*** Available data Section Begins ***
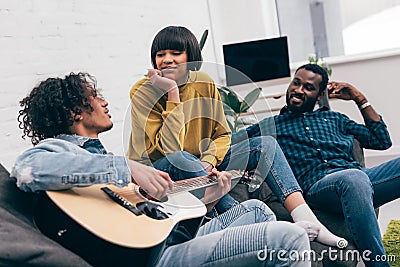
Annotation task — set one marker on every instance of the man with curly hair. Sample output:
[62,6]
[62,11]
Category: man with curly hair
[63,118]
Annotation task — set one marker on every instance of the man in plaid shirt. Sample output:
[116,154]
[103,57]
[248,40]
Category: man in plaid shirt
[318,145]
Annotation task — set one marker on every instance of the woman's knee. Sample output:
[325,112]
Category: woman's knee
[354,180]
[262,211]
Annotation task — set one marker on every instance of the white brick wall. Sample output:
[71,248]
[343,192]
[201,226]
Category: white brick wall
[109,39]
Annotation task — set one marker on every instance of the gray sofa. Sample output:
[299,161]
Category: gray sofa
[22,244]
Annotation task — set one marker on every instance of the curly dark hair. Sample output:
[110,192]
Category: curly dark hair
[52,106]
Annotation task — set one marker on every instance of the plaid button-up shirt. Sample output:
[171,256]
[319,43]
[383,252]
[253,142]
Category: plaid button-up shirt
[318,141]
*** Available data Section Ends ***
*What you will do*
Your task is to transcribe exactly the lines from the one with "of the white" through the end of the data, both included, and nothing besides.

*Solution for this problem*
Annotation task — set one marker on every instance of the white brick wall. Sample output:
[71,248]
[343,192]
[201,226]
Category: white brick wall
[109,39]
Annotation task — set one marker on every instance of the gray sofa. Sample output:
[299,161]
Category: gray sofa
[22,244]
Annotation task — set one marker on every instance of the curly dark hair. Sample output:
[110,192]
Category: curly dark hair
[52,106]
Annotation task — set one marker on every instance of the plaid button-up shirt. Sample output:
[171,256]
[319,43]
[383,252]
[253,142]
Category: plaid button-up shirt
[318,141]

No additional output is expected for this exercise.